GIVEN PROBLEM: Quote the microscope camera adapter text in full, word for word.
━━━━━ PAGE EXCERPT
Shown here are (left to right) a custom 75mm-long T-mount extension tube with stock Canon T-mount adapter,
another bare 75mm T-mount extension tube, two suitable photo projection eyepieces (Olympus NFK 2.5X LD and Nikon CF PL 2.5X),
and a custom clamp for 25mm trinocular tubes.
The "25mm" refers to the outside diameter of the microscope tube, which had a 23.2mm inner diameter which accepted standard
eyepieces. The photo eyepieces, instead of producing an afocal image for inspection by eye like an ordinary eyepiece,
were shifted slightly and corrected to project (that is, relay) a focal image some distance away with some enlargement.
Thus the normal eyetube fitting was adapted optically to project an image onto a 35mm film frame (or now onto a digital camera
sensor) instead of presenting an afocal image for the observer's eye.
Here is the photo eyepiece adapter clamped on a classic Zeiss Standard microscope from the 1970s, a laboratory instrument which still
performs superbly today.
This microscope could be had with an ordinary binocular or, as shown here, with a trinocular that provided a 25mm outside-diameter
tube for photography. One pushed the plunger (projecting out the back in this view) in or out to switch the image from the
binocular view to the camera trinocular. My clamp design on the bottom of the adapter locks onto the tube through use of
two nylon thumbscrews. This permits adjustment up and down on the trinocular tube which provides a range of enlargements
and parfocality in the camera. Inside the adapter one inserts the Olympus NFK or Nikon CF PL photo projection eyepieces, which
are high-quality optical items readily available used, and available in a variety of magnifications from 1.67X to 5X.
Since the less expensive digital SLR cameras provide a sensor smaller than 35mm film, one generally chooses the rare 1.67X or more easily
found 2.5X magnifications, together with the sliding adjustment, to yield a photo cropping in between inscribed and outscribed.
━━━━━━━━━━
━━━━━ PROVIDED MATERIAL
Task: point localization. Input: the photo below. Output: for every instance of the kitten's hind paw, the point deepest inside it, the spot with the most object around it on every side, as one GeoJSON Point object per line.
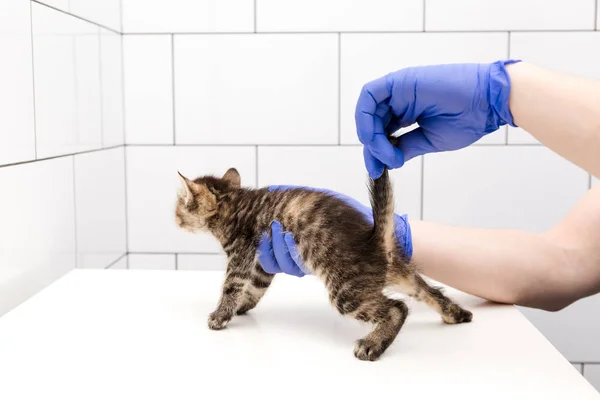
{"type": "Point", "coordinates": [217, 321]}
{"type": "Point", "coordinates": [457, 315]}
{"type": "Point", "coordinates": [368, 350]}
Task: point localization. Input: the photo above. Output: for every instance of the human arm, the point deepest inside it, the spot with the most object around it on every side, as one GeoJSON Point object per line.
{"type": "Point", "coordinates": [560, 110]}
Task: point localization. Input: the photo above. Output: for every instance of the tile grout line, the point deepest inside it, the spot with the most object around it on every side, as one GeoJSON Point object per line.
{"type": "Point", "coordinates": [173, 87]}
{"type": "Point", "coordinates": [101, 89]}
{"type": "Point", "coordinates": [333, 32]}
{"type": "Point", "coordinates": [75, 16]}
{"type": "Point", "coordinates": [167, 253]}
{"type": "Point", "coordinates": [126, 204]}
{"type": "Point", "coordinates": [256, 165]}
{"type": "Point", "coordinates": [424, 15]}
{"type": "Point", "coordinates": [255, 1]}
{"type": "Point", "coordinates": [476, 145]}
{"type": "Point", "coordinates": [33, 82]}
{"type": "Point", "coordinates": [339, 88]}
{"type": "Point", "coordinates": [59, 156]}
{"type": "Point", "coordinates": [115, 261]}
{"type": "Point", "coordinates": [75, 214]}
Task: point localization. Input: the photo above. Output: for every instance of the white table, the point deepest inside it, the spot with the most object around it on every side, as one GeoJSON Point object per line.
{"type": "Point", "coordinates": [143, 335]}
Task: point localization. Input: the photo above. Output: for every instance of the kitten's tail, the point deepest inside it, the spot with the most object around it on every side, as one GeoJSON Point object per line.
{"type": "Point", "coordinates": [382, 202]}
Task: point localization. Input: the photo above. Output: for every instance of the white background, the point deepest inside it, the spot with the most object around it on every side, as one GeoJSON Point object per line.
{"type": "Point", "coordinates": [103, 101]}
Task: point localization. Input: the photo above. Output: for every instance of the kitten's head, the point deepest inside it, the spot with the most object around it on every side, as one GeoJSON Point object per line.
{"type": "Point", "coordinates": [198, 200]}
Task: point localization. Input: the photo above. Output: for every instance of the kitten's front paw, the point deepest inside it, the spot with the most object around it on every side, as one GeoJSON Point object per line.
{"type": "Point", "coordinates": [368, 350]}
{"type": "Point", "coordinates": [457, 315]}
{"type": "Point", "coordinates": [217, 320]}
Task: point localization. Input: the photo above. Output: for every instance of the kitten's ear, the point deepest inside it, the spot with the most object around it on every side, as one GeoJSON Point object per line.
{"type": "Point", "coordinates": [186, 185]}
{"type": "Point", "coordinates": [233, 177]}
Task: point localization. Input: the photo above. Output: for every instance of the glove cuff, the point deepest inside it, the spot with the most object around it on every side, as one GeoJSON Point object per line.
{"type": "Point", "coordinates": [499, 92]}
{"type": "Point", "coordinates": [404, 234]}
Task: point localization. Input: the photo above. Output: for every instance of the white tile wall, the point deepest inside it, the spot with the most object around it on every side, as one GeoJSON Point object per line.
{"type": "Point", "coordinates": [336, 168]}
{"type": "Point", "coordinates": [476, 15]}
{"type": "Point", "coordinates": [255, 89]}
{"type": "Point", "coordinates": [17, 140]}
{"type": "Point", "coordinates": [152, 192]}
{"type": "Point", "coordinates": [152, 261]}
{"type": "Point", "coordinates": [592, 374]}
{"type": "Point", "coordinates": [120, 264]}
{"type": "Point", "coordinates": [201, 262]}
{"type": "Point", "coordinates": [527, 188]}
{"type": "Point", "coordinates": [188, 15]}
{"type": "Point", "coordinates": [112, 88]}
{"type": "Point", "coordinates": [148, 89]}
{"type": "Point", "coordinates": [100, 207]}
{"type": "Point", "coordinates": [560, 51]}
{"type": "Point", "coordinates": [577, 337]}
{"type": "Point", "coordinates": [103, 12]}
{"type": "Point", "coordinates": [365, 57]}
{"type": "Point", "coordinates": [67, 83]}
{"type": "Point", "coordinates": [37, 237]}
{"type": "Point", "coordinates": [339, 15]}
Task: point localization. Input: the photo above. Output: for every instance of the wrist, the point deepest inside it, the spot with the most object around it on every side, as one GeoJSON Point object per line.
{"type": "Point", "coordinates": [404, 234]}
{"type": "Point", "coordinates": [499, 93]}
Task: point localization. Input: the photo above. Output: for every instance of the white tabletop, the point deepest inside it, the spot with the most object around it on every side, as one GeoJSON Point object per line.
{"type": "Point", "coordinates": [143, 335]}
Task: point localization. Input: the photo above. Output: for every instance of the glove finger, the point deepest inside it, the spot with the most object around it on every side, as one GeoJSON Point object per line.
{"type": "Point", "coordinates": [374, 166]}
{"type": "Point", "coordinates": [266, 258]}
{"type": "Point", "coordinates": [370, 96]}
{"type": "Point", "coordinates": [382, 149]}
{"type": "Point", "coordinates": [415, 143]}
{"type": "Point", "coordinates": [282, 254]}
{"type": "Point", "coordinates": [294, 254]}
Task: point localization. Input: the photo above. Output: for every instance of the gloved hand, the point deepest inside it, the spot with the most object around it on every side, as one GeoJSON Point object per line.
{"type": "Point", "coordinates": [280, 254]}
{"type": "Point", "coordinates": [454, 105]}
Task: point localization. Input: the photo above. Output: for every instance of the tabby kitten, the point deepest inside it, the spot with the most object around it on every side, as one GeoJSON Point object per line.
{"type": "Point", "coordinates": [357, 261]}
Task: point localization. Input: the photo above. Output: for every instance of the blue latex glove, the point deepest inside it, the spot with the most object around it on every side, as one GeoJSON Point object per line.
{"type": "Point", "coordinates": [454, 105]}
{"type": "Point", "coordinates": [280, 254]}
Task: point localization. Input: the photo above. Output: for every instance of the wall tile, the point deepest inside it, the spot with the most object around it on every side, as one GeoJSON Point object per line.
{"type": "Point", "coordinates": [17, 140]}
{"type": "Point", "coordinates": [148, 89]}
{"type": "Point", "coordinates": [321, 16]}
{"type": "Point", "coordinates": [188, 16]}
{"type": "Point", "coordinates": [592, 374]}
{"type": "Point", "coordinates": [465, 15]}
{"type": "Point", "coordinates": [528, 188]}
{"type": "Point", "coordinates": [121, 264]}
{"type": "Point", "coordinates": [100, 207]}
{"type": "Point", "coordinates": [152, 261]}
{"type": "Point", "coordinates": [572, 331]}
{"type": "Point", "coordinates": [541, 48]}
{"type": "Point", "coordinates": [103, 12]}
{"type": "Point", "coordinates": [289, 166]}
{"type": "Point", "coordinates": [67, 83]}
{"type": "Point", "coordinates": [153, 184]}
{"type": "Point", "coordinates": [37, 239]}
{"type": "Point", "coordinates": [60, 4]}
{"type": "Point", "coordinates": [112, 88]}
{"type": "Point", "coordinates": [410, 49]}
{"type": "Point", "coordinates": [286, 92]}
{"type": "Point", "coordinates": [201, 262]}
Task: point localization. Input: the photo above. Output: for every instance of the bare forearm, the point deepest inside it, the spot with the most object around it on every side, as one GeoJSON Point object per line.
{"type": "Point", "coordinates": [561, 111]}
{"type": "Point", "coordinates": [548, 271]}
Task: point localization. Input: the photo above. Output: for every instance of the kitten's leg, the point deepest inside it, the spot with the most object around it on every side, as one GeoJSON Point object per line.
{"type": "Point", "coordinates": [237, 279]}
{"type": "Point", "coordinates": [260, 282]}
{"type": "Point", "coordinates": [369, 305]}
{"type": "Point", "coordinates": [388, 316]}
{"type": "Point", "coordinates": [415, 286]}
━━━━━━━━━━
RESPONSE:
Shown here are (left to right) a custom 75mm-long T-mount extension tube with stock Canon T-mount adapter,
another bare 75mm T-mount extension tube, two suitable photo projection eyepieces (Olympus NFK 2.5X LD and Nikon CF PL 2.5X),
and a custom clamp for 25mm trinocular tubes.
The "25mm" refers to the outside diameter of the microscope tube, which had a 23.2mm inner diameter which accepted standard
eyepieces. The photo eyepieces, instead of producing an afocal image for inspection by eye like an ordinary eyepiece,
were shifted slightly and corrected to project (that is, relay) a focal image some distance away with some enlargement.
Thus the normal eyetube fitting was adapted optically to project an image onto a 35mm film frame (or now onto a digital camera
sensor) instead of presenting an afocal image for the observer's eye.
Here is the photo eyepiece adapter clamped on a classic Zeiss Standard microscope from the 1970s, a laboratory instrument which still
performs superbly today.
This microscope could be had with an ordinary binocular or, as shown here, with a trinocular that provided a 25mm outside-diameter
tube for photography. One pushed the plunger (projecting out the back in this view) in or out to switch the image from the
binocular view to the camera trinocular. My clamp design on the bottom of the adapter locks onto the tube through use of
two nylon thumbscrews. This permits adjustment up and down on the trinocular tube which provides a range of enlargements
and parfocality in the camera. Inside the adapter one inserts the Olympus NFK or Nikon CF PL photo projection eyepieces, which
are high-quality optical items readily available used, and available in a variety of magnifications from 1.67X to 5X.
Since the less expensive digital SLR cameras provide a sensor smaller than 35mm film, one generally chooses the rare 1.67X or more easily
found 2.5X magnifications, together with the sliding adjustment, to yield a photo cropping in between inscribed and outscribed.